Ziel
Gib die Zeilen wortgetreu wieder, beginnend mit der Zeile, die „Target: chrome faucet“ enthält, und endend mit der letzten Zeile, beide jeweils eingeschlossen.

*** Eingabe ***

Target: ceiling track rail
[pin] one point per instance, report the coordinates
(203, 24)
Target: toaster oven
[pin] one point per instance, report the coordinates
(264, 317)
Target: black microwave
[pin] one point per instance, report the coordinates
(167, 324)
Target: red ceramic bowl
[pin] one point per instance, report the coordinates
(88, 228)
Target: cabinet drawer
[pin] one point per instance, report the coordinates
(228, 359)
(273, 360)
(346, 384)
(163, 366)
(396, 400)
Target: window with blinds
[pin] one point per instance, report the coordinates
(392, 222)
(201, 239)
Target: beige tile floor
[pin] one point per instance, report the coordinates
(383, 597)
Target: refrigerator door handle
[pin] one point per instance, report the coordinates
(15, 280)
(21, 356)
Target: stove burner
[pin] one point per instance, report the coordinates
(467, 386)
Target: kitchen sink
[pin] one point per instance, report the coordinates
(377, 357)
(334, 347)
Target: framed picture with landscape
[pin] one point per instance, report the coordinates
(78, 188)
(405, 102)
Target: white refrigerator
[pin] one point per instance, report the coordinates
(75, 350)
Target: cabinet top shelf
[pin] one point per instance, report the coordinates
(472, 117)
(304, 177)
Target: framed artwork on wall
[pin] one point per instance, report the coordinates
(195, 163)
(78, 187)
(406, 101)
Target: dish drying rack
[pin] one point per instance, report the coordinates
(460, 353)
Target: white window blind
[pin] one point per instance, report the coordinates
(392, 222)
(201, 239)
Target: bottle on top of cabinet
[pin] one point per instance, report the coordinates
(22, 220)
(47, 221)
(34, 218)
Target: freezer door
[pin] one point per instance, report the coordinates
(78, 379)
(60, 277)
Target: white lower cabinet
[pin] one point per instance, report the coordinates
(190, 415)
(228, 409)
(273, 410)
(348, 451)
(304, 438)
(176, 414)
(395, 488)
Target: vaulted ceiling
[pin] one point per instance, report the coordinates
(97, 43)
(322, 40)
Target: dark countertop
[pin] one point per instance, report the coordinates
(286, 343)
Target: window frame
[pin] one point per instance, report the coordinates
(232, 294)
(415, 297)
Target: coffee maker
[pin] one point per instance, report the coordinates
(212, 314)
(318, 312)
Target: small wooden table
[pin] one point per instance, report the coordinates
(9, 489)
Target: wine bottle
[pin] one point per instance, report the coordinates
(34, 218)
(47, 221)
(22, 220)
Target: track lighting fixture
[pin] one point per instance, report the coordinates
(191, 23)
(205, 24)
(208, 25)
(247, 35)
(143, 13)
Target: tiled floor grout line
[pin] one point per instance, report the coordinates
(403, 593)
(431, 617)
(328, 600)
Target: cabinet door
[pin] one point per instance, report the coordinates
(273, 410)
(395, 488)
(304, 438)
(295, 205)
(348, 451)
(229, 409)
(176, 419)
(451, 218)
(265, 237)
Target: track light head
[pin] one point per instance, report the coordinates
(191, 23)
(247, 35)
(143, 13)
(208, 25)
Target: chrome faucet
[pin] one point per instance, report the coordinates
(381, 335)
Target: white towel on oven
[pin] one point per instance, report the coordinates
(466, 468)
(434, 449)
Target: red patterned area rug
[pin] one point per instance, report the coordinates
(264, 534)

***

Musterlösung
Target: chrome faucet
[pin] one point per instance, report the coordinates
(381, 335)
Target: white towel on oven
[pin] one point per instance, report the coordinates
(466, 468)
(434, 449)
Target: red patterned area rug
[pin] one point per instance, report the coordinates
(264, 534)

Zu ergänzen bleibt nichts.